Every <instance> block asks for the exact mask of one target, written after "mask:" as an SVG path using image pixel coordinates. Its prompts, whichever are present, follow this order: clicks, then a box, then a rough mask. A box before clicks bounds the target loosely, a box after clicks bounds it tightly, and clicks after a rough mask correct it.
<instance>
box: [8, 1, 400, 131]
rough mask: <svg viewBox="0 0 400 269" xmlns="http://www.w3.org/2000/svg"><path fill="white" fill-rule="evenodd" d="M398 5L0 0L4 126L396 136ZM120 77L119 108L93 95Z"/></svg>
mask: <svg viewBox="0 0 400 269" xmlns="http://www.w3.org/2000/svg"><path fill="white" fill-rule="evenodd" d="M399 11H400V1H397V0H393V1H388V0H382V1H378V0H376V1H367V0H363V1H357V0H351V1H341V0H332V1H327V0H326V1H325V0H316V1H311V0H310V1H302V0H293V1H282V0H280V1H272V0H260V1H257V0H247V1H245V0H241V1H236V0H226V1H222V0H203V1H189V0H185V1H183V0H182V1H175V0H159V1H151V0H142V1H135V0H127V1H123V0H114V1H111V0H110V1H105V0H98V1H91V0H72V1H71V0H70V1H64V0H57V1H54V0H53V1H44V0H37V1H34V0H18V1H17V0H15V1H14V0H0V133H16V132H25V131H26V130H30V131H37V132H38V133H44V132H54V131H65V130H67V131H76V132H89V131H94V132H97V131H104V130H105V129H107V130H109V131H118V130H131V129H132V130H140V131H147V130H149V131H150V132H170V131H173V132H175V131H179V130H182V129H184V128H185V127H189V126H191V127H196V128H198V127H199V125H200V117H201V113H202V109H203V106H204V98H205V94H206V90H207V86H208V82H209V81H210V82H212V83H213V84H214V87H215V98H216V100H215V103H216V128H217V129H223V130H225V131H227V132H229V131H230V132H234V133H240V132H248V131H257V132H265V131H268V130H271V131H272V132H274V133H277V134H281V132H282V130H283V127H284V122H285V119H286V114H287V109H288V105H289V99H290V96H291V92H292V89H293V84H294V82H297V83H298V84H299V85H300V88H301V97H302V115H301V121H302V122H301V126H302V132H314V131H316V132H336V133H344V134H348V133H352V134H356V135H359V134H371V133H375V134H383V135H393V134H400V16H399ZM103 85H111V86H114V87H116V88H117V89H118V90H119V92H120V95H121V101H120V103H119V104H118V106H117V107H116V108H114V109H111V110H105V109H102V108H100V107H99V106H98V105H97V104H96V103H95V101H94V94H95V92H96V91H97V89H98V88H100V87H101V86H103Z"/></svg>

[WHAT YOU ARE ASKED TO DO]
Write out the listing's lines exactly, from its first line through the line that contains "box: [8, 1, 400, 131]", and stop there.

[WORKED SOLUTION]
Every <instance> block asks for the exact mask of one target, written after "mask:" as an SVG path using image pixel coordinates. Its prompts, whichever are present, follow this order: clicks, then a box, then a rough mask. A box before clicks bounds the target loosely, a box after clicks bounds it tightly, and clicks after a rough mask correct it.
<instance>
box: [8, 1, 400, 131]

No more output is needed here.